Work item: Where the records below reach the line containing "Guideline: for each instance of the white wood", start transcribing, and end with the line containing "Target: white vertical column", exactly and with nothing else added.

Data under study:
*** Begin section ***

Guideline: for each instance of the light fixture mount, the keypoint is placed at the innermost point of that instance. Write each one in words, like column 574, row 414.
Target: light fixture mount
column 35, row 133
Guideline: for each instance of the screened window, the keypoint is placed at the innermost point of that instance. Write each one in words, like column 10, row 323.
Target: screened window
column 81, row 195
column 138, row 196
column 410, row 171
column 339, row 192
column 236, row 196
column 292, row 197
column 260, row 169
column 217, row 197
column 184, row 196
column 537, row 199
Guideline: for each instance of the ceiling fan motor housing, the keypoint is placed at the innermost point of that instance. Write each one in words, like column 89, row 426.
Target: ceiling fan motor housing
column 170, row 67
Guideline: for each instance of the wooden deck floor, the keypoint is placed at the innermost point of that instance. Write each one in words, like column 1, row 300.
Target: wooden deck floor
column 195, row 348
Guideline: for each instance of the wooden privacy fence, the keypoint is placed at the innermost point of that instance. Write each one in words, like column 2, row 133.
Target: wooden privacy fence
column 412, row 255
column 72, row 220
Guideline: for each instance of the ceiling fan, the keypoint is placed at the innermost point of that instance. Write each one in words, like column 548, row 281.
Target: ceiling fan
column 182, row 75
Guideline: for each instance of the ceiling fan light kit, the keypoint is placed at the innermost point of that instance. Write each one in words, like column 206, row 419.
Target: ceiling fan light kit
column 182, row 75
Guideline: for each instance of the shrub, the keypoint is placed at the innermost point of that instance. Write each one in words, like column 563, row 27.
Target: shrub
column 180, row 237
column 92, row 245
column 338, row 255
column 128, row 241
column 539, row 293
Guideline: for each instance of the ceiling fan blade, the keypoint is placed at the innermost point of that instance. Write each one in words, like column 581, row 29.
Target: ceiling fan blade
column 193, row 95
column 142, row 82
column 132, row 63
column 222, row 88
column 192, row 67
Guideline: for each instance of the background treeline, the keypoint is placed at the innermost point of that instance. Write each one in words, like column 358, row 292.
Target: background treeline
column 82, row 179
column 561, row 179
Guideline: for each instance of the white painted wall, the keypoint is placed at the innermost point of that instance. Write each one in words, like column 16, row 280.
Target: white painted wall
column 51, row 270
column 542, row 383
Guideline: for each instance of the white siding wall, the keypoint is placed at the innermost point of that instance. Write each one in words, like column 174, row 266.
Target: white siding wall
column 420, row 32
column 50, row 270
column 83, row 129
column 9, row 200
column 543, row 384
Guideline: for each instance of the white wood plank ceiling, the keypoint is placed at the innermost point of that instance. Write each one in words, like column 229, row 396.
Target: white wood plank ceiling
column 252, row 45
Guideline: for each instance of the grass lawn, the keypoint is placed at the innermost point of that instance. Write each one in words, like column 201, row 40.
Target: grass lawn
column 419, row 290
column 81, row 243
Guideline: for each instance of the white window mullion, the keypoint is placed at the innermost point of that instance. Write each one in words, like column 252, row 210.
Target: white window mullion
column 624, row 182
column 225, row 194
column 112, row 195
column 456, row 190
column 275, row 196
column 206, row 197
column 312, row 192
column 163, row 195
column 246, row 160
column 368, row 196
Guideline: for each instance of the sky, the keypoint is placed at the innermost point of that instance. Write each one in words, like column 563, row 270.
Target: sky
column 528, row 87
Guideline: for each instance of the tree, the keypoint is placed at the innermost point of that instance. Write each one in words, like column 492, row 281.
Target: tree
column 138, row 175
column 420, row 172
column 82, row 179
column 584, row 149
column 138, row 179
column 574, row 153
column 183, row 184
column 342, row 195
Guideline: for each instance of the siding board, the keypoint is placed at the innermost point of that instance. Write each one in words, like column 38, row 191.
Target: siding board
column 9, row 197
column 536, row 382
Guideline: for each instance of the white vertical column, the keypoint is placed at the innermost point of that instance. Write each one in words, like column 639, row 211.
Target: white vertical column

*** End section ***
*** Begin section ***

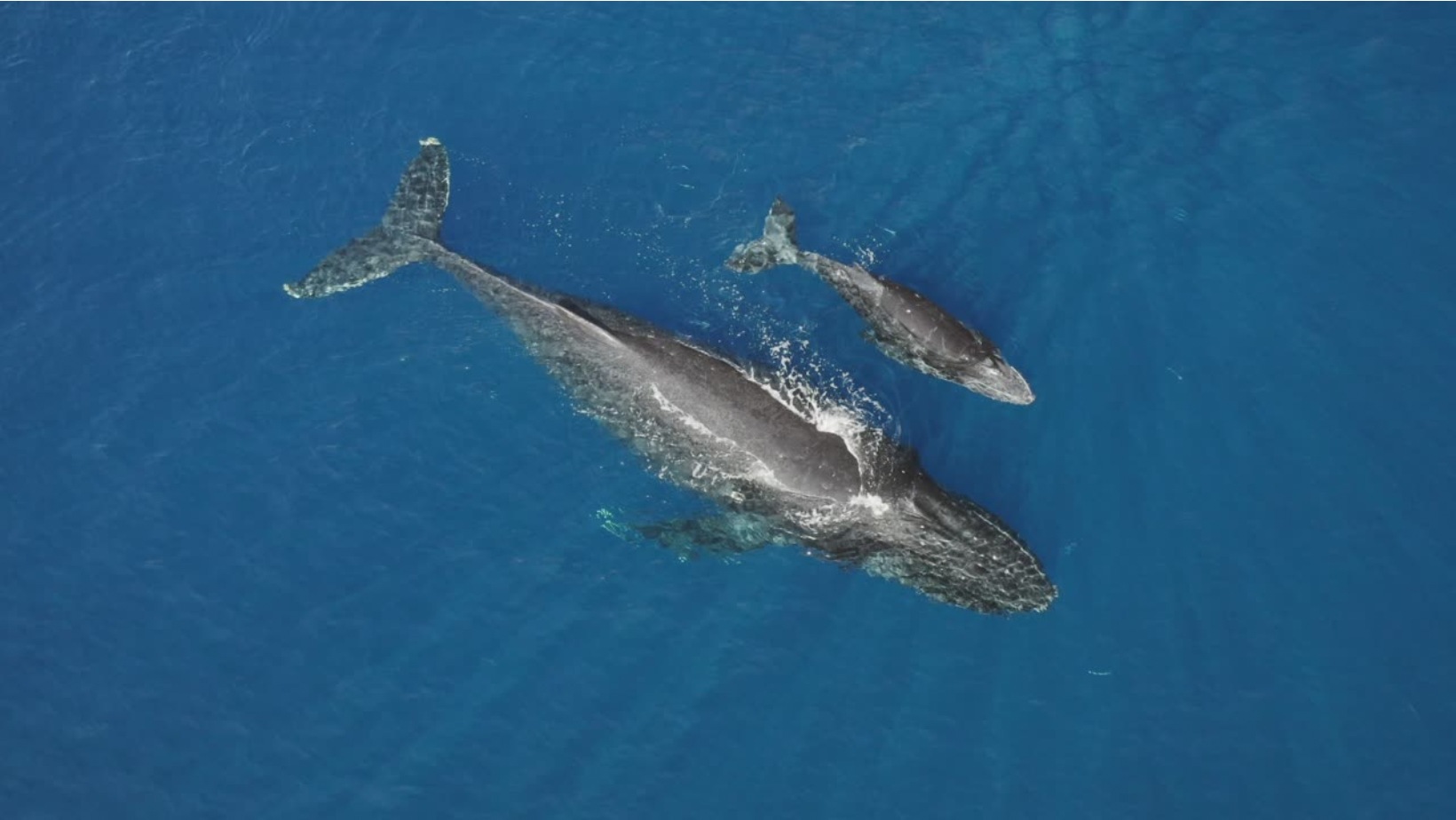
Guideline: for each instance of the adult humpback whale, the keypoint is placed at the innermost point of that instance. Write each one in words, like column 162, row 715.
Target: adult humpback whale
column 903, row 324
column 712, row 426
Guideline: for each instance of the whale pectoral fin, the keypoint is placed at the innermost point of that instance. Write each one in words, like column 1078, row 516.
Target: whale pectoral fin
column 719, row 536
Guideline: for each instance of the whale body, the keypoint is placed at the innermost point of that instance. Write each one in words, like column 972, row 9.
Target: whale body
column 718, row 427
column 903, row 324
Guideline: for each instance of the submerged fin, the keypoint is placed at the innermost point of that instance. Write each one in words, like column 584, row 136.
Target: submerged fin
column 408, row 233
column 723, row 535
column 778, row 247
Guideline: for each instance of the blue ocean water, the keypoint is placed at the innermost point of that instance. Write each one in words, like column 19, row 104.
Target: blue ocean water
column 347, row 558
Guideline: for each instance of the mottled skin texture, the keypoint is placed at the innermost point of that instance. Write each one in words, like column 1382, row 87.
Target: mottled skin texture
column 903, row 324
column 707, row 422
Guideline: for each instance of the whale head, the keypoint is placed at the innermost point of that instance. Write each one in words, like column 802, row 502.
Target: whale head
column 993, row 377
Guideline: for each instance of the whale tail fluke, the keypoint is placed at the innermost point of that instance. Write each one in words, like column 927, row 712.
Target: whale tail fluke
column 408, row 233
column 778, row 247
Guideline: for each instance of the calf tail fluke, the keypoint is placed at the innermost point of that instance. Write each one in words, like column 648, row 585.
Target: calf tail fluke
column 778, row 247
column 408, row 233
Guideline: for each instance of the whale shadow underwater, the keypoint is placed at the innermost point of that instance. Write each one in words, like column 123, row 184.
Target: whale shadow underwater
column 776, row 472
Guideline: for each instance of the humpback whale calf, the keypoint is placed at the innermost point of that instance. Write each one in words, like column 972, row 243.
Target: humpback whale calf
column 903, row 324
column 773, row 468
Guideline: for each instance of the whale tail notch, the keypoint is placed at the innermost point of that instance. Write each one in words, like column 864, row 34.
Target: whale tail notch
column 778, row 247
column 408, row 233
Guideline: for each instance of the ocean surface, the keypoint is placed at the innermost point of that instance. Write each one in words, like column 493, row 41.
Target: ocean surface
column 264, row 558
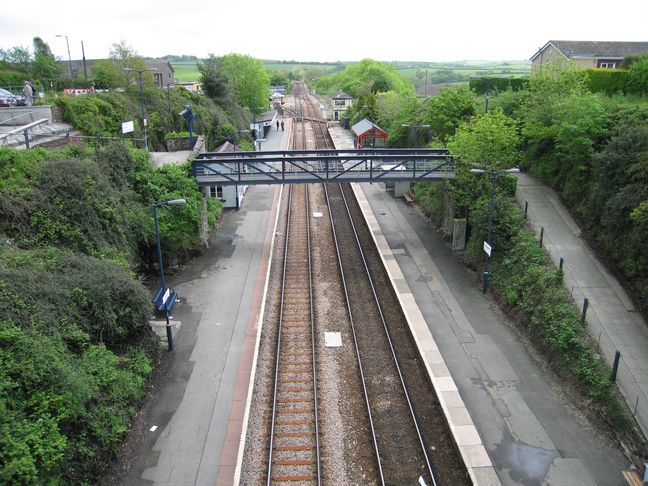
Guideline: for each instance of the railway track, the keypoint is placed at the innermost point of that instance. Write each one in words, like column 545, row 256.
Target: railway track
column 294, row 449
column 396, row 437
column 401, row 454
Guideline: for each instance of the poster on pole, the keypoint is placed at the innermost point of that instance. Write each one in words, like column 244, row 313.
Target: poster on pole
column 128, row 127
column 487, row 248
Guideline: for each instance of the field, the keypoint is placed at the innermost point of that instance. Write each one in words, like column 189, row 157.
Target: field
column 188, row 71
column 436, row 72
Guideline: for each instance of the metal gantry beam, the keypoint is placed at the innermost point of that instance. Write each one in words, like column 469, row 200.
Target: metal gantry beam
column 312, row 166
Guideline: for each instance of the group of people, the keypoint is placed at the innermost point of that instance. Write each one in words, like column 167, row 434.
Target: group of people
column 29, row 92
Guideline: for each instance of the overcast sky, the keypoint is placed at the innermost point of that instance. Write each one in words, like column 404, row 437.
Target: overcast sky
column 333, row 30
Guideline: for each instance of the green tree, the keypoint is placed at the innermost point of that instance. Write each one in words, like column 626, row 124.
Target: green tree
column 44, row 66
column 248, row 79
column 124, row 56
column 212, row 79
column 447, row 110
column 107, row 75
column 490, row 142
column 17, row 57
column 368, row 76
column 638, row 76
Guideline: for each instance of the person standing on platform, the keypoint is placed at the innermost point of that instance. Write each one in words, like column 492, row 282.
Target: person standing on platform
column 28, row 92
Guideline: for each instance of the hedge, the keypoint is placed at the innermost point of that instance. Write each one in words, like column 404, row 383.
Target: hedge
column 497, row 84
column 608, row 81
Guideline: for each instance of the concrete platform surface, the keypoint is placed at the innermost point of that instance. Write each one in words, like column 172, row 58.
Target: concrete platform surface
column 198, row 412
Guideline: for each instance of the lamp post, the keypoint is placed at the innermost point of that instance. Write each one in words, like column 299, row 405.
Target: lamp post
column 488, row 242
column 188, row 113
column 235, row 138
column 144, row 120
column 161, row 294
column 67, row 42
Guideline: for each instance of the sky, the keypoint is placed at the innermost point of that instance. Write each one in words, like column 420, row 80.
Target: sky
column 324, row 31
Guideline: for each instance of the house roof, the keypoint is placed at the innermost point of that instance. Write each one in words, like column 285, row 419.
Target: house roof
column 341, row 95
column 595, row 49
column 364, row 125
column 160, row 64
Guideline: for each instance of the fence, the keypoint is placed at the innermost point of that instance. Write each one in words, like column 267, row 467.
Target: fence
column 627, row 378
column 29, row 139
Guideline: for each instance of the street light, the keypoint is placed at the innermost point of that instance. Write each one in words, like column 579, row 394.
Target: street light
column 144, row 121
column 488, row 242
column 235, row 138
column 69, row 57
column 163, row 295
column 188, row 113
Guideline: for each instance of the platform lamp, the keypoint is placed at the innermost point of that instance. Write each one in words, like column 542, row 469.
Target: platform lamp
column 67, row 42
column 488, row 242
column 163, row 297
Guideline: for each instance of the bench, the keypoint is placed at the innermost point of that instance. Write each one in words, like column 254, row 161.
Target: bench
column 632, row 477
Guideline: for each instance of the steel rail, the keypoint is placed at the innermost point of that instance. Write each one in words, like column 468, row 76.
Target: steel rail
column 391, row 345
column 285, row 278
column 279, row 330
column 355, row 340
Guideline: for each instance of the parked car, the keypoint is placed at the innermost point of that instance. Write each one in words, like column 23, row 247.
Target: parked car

*** End section ***

Reply:
Guideline: for each instance of the white wood plank ceiling, the keypoint is placed at the innermost point of that instance. Write each one in words, like column 229, row 396.
Target: white wood plank ceiling
column 252, row 45
Guideline: for each instance of the grass lawn, the keypoint is placed at the innermost point of that instance. Write each one in words, like column 201, row 40.
Target: grass lawn
column 419, row 290
column 81, row 243
Guideline: for each instance of the white window mullion, the keypoint is placed at the innermost point of that instance. Write each one in words, like column 252, row 210.
Target: white window mullion
column 624, row 182
column 225, row 194
column 112, row 195
column 456, row 190
column 275, row 196
column 206, row 197
column 312, row 192
column 163, row 195
column 246, row 160
column 368, row 196
Guideline: for each instance of the sky, the keypoint is placed at the innermost point of that instance. Write each one in words, like column 563, row 270.
Target: sky
column 528, row 87
Guideline: for each instance of the tree, the keypoint is placed at the innermost point of that instance. Write each one in words, like column 492, row 281.
Target: tree
column 138, row 175
column 420, row 172
column 82, row 179
column 584, row 149
column 138, row 179
column 574, row 153
column 183, row 184
column 342, row 195
Guideline: for each instance of the siding board, the keypoint is placed at the innermost point of that instance. Write each one in words, like column 38, row 191.
Target: siding board
column 9, row 197
column 536, row 382
Guideline: for each instance of the white vertical column, the keypoint is placed at the innermost point of that instance. Write each one in words, like column 639, row 211.
Target: white vertical column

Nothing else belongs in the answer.